DISTRICT COURT OF APPEAL OF THE STATE OF FLORIDA
FOURTH DISTRICT
STATE OF FLORIDA,
Appellant,
v.
A.G., a child,
Appellee.
No. 4D22-2193
[May 3, 2023]
Appeal from the Circuit Court for the Seventeenth Judicial Circuit,
Broward County; Carlos S. Rebollo, Judge; L.T. Case No. 21-000664-DL.
Ashley Moody, Attorney General, Tallahassee, and Anesha Worthy,
Assistant Attorney General, West Palm Beach, for appellant.
Carey Haughwout, Public Defender, and Narine N. Austin, Assistant
Public Defender, West Palm Beach, for appellee.
CONNER, J.
The State appeals the juvenile dispositions regarding the delinquency
petition charging A.G. with grand theft of a firearm (Count I) and carrying
a concealed firearm (Count II) for failure to impose a fifteen-day detention
period pursuant to section 790.22(9), Florida Statutes (2020). We affirm
without discussion the trial court’s disposition as to the grand theft of a
firearm charge but reverse the failure to impose a fifteen-day detention for
the carrying a concealed firearm charge. We remand for imposition of the
required detention period.

Given records:
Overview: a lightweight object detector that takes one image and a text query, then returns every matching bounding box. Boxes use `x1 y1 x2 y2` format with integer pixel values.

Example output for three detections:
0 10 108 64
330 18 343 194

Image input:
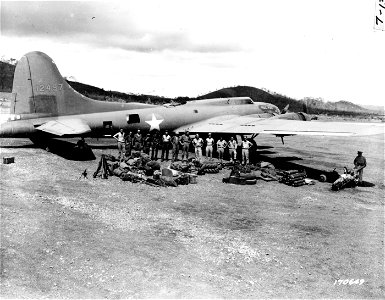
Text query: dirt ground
0 136 385 299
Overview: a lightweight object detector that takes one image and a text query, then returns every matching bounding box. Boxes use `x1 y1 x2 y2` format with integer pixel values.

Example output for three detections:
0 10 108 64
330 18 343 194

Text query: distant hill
198 86 371 115
0 59 378 116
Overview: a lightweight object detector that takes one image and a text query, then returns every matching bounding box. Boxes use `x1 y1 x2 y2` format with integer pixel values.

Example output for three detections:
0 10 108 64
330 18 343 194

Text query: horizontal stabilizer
176 115 384 136
36 119 91 136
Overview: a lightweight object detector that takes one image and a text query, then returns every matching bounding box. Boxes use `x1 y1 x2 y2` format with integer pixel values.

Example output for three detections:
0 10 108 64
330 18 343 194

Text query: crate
3 157 15 165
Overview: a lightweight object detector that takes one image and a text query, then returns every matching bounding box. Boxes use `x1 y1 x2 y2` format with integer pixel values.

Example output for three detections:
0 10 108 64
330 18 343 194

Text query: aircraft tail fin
11 52 81 116
11 51 153 116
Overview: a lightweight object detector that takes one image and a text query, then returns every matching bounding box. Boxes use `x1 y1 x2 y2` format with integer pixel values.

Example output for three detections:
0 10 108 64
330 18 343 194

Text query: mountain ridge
0 59 378 115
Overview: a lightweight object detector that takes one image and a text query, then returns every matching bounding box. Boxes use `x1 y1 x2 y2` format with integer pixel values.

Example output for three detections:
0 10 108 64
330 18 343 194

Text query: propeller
281 104 290 115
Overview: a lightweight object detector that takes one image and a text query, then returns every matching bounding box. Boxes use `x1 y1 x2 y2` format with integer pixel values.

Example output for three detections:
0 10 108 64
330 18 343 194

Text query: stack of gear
222 164 257 185
94 154 192 187
94 154 113 179
197 162 221 175
332 167 358 191
279 170 306 187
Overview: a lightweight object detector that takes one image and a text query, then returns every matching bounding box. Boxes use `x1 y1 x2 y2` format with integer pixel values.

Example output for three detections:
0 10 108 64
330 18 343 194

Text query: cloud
1 1 240 53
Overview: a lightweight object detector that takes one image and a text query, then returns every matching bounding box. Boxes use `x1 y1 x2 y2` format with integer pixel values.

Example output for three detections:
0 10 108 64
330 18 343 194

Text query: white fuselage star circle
145 114 164 131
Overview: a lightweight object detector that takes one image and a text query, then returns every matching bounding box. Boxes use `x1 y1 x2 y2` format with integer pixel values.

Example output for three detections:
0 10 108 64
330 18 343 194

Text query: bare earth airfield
0 131 385 298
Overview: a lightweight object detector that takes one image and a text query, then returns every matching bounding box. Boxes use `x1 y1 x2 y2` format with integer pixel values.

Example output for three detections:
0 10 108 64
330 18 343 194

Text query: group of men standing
113 129 253 164
113 129 191 161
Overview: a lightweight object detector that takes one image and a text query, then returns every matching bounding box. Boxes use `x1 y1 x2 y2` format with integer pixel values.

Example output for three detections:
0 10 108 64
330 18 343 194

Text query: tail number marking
36 83 63 93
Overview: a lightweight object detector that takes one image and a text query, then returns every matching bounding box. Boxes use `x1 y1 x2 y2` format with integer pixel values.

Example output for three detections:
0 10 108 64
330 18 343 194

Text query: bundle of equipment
279 170 306 187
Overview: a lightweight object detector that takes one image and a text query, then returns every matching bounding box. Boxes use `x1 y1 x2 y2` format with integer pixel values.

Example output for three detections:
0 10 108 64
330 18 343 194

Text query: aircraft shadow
358 180 376 187
0 142 39 149
47 139 96 161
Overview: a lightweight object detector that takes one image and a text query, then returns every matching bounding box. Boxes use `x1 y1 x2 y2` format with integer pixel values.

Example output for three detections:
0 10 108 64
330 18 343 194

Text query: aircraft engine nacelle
276 112 311 121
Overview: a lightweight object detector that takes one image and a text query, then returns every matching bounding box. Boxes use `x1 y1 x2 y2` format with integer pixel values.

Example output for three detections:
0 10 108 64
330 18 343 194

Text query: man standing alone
180 131 191 160
242 137 253 165
193 134 203 161
113 128 125 160
227 137 238 162
217 137 227 163
171 132 180 162
206 133 214 159
354 151 366 185
162 130 171 161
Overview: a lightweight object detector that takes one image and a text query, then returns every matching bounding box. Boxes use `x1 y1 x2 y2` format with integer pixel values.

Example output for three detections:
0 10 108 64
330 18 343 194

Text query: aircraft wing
175 116 384 136
36 119 91 136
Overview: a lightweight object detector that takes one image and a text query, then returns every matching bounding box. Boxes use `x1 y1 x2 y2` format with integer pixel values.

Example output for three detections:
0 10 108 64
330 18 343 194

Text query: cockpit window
259 104 280 114
127 114 140 124
227 98 254 105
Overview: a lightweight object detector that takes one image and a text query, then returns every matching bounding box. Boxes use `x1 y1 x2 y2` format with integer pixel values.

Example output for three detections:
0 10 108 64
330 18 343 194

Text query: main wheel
319 174 327 182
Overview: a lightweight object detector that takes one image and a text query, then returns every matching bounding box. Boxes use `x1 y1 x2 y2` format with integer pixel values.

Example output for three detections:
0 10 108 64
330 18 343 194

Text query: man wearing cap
206 133 214 159
227 136 238 162
192 134 203 161
217 137 227 162
241 136 253 165
161 130 171 161
354 151 366 184
113 128 125 160
143 133 152 155
132 129 143 152
180 131 191 160
171 131 180 162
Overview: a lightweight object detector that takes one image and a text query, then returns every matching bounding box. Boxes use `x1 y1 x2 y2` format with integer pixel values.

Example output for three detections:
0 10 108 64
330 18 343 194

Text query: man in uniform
171 132 180 162
227 136 238 162
125 131 132 157
217 137 227 163
113 128 125 160
180 131 191 160
143 133 151 155
193 134 203 161
206 133 214 159
151 129 161 160
162 130 171 161
242 137 253 165
354 151 366 184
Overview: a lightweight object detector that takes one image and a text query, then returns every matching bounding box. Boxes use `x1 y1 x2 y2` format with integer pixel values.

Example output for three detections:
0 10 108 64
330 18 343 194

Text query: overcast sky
0 0 385 105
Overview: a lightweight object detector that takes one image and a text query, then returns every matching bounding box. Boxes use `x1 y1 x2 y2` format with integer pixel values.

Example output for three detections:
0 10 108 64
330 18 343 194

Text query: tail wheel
319 174 327 182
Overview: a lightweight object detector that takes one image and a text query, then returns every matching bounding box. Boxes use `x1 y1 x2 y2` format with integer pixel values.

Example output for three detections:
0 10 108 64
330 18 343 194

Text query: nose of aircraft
0 121 35 138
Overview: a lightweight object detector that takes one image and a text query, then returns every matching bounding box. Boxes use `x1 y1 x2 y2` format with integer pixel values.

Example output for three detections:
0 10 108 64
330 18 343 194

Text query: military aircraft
0 52 384 142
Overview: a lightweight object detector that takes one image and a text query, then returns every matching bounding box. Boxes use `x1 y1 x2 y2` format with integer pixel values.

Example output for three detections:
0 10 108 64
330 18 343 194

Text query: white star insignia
145 114 164 131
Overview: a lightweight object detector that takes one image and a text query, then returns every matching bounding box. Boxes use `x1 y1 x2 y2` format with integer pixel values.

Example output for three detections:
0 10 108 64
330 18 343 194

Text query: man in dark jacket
354 151 366 184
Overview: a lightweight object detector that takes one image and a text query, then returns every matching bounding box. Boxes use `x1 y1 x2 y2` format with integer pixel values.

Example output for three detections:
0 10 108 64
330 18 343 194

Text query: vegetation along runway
0 136 385 298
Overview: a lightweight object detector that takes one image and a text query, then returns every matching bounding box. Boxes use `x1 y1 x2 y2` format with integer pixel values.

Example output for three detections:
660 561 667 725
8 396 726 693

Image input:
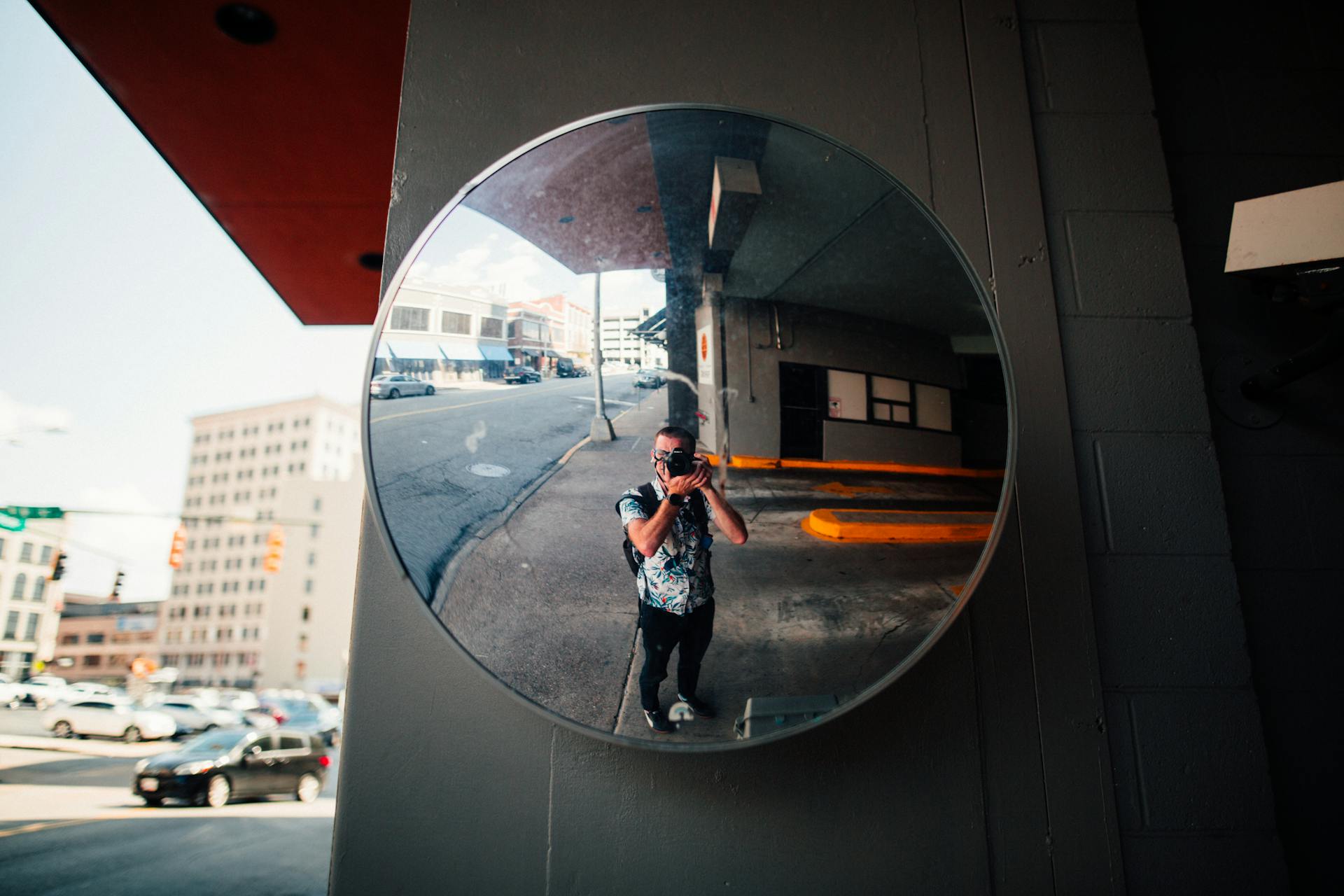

What needs to be done:
Rewrite the appellate opinion from "Ashley Moody, Attorney" down to "Beach, for appellee.", replacing "West Palm Beach" with "Tallahassee".

Solution:
Ashley Moody, Attorney General, Tallahassee, and Anesha Worthy,
Assistant Attorney General, Tallahassee, for appellant.
Carey Haughwout, Public Defender, and Narine N. Austin, Assistant
Public Defender, Tallahassee, for appellee.